Action item: Could you write out the opening lines of the data, word for word, stopping after the line that contains "Provide the mask for every instance of the arched"?

Collection entries
* * * * * * * * *

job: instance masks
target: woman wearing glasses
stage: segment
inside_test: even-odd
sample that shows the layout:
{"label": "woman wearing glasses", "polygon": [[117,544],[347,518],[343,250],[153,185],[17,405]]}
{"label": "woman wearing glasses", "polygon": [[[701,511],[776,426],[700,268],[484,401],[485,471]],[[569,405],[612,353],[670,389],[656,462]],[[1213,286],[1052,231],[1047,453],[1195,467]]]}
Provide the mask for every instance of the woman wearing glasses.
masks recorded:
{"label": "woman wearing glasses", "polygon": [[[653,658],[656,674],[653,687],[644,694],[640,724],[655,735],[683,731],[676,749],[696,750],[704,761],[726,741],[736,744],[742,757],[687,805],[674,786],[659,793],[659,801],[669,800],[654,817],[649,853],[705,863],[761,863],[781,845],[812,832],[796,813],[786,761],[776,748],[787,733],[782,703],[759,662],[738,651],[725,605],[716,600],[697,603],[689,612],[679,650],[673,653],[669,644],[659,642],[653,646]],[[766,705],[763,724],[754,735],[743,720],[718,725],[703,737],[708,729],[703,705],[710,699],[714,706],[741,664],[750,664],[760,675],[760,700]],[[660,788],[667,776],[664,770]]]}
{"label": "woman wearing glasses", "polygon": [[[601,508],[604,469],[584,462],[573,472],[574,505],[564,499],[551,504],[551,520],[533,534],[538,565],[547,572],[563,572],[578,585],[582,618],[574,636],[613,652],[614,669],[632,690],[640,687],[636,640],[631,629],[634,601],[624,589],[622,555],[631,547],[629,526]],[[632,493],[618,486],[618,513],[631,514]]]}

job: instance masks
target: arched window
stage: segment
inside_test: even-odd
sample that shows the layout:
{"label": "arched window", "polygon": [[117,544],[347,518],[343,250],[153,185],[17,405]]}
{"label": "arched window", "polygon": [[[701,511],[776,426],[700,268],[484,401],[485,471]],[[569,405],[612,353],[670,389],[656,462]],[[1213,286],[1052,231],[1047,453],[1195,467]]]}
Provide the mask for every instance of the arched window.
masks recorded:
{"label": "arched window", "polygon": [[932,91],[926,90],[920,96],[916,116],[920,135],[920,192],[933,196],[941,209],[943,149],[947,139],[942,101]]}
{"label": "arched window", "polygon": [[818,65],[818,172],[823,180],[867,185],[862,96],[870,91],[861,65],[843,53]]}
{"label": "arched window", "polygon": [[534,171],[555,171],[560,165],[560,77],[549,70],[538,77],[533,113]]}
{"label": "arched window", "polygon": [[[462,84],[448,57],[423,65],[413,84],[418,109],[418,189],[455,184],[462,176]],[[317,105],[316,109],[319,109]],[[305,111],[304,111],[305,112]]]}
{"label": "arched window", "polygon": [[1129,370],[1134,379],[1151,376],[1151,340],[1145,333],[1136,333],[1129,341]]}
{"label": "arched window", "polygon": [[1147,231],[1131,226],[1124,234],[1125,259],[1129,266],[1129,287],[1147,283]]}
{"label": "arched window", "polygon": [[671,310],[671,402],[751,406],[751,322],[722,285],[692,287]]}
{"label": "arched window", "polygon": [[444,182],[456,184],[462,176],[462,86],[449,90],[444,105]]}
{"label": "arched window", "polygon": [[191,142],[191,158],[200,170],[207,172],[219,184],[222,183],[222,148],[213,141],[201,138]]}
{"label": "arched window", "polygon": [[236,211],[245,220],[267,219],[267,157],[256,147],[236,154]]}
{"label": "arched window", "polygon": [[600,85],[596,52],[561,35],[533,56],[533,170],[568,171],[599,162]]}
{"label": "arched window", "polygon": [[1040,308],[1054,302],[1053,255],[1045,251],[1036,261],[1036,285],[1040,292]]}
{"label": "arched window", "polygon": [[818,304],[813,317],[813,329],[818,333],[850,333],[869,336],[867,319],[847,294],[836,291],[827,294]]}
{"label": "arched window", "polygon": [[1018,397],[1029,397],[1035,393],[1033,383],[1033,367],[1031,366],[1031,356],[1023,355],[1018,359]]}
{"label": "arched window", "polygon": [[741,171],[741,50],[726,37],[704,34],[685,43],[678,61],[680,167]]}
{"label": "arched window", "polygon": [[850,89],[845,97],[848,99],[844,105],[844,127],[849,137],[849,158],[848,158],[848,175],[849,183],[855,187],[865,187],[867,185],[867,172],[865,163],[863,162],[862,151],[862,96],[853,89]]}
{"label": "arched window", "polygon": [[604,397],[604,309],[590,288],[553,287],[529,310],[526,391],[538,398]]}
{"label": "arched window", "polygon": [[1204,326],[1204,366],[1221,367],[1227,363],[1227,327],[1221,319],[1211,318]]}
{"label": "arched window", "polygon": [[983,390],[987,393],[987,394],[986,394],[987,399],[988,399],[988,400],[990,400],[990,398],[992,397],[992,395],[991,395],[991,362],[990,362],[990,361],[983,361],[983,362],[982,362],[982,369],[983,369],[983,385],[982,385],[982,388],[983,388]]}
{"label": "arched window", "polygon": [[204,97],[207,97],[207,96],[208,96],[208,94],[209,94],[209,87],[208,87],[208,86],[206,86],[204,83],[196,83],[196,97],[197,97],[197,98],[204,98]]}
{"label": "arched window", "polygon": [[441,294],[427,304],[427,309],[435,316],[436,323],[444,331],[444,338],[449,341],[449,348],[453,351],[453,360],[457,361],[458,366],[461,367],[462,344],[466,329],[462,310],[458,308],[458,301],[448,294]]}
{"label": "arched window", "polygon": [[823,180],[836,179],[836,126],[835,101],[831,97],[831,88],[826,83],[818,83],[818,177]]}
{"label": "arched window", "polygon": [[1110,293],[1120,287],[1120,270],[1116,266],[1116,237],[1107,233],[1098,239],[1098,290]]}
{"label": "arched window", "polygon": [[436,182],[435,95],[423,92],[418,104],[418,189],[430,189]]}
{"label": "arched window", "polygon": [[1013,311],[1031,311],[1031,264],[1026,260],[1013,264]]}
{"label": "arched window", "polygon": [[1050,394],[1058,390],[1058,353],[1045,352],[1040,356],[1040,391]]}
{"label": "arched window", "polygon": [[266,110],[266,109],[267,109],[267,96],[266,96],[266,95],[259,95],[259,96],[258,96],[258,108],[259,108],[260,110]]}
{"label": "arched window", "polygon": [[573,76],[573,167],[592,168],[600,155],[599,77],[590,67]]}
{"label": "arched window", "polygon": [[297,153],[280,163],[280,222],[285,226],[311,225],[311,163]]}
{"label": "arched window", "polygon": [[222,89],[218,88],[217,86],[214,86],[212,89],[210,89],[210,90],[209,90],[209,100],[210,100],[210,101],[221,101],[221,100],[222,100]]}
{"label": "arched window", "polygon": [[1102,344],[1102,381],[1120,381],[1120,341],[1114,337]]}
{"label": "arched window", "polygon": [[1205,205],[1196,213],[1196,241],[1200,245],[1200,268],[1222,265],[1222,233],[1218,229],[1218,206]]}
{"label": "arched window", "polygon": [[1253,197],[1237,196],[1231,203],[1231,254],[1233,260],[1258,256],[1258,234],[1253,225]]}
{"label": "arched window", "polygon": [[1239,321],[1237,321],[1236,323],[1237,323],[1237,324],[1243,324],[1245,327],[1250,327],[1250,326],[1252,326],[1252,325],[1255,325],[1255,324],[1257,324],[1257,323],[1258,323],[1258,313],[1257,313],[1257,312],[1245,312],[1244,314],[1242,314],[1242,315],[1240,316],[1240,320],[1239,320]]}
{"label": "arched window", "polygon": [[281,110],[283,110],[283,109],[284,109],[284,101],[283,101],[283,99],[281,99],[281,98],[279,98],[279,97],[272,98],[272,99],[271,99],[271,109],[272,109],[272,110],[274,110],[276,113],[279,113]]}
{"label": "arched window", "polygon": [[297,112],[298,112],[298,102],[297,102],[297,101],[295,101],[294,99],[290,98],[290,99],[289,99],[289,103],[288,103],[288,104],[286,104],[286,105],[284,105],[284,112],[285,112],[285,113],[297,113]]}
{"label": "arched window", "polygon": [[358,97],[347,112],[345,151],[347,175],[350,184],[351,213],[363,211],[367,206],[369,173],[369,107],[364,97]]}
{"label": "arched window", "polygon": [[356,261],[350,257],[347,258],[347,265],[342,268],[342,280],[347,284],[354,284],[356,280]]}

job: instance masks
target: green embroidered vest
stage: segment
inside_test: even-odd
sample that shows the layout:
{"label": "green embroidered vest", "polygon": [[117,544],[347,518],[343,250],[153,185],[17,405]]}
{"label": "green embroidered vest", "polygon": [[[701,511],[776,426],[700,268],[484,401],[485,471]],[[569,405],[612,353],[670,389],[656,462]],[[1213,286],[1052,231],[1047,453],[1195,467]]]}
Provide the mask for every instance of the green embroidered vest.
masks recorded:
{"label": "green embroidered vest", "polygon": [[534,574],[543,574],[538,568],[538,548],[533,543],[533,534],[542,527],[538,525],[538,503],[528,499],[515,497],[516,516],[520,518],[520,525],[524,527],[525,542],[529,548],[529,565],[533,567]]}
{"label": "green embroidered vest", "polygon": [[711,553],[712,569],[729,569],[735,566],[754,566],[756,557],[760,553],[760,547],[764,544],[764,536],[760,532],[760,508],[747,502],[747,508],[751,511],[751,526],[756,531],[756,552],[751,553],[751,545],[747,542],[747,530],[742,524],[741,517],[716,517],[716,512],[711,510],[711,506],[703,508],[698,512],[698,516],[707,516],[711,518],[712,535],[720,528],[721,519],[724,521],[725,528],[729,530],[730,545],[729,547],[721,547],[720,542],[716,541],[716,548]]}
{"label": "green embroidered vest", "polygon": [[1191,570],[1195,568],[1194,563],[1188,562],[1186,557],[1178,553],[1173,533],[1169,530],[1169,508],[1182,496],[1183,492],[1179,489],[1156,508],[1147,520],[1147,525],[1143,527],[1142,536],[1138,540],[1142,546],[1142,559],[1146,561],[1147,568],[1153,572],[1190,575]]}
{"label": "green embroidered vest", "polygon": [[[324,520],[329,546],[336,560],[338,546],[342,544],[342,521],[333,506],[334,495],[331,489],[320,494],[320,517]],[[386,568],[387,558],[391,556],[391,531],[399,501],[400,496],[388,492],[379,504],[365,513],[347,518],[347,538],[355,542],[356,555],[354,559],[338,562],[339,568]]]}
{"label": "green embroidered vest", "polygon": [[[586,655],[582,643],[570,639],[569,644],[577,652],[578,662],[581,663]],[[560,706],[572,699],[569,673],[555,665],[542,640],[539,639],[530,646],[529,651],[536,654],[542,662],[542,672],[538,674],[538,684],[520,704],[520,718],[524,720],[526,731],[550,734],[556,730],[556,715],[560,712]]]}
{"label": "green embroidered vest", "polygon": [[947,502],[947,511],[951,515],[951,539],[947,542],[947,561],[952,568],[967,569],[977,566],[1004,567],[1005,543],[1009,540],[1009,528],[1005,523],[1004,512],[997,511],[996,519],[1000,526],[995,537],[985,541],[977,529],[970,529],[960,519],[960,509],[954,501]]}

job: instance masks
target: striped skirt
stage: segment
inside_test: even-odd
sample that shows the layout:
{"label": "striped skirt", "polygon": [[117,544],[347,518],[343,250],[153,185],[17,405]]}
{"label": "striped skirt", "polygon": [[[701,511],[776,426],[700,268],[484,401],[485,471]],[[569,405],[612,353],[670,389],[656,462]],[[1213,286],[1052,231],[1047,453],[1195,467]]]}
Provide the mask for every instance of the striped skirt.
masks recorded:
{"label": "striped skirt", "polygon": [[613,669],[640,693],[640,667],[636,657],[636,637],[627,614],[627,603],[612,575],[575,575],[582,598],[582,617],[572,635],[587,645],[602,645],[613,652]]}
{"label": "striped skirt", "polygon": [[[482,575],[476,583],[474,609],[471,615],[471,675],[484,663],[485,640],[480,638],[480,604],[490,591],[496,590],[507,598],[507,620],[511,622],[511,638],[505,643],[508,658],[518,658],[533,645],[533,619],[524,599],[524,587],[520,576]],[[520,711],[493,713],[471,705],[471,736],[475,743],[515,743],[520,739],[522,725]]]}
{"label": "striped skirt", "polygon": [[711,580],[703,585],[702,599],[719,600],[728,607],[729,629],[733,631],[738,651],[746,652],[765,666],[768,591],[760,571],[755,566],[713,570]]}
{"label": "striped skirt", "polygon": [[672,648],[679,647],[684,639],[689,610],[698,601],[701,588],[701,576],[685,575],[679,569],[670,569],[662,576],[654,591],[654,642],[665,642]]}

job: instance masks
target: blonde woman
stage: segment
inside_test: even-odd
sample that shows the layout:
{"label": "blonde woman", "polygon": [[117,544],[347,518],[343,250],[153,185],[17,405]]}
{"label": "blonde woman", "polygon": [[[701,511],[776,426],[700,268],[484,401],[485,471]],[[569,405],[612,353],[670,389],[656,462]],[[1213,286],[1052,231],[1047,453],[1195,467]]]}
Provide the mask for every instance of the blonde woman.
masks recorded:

* * * * * * * * *

Output for this task:
job: instance masks
target: woman wearing glasses
stage: segment
inside_test: even-odd
sample that shows the layout:
{"label": "woman wearing glasses", "polygon": [[117,544],[347,518],[343,250],[153,185],[17,405]]}
{"label": "woman wearing glasses", "polygon": [[[701,511],[776,426],[700,268],[484,401],[485,471]],[[569,405],[612,353],[670,389],[656,462]],[[1213,286],[1052,231],[1047,453],[1195,467]]]}
Provide the mask for every instance of the woman wearing glasses.
masks recorded:
{"label": "woman wearing glasses", "polygon": [[[653,658],[656,674],[653,687],[644,694],[640,724],[655,735],[683,731],[676,749],[696,750],[704,761],[726,741],[736,744],[742,757],[687,805],[674,786],[659,793],[659,801],[669,800],[654,817],[649,853],[705,863],[761,863],[781,845],[812,832],[796,813],[786,761],[776,748],[787,733],[782,703],[759,662],[738,651],[725,605],[716,600],[697,603],[689,612],[679,650],[673,653],[669,644],[659,642],[653,646]],[[766,705],[763,724],[754,735],[743,720],[718,725],[703,737],[708,729],[703,705],[710,699],[714,706],[741,664],[750,664],[760,675],[760,700]],[[660,788],[667,776],[664,770]]]}
{"label": "woman wearing glasses", "polygon": [[[601,508],[604,469],[584,462],[573,472],[574,505],[564,499],[551,504],[551,520],[533,534],[538,565],[547,572],[563,572],[578,585],[582,618],[574,636],[613,652],[614,669],[632,690],[640,687],[636,640],[631,629],[634,601],[624,589],[622,555],[631,547],[629,526]],[[632,493],[618,486],[618,513],[631,514]]]}

job: instance masks
target: arched window
stage: segment
inside_test: even-odd
sample that shows the layout:
{"label": "arched window", "polygon": [[117,544],[347,518],[343,250],[153,185],[17,405]]}
{"label": "arched window", "polygon": [[[701,511],[776,426],[700,268],[484,401],[485,471]],[[569,405],[612,353],[670,389],[656,462]],[[1213,286],[1052,231],[1047,453],[1195,467]]]}
Provide the mask for every instance of the arched window.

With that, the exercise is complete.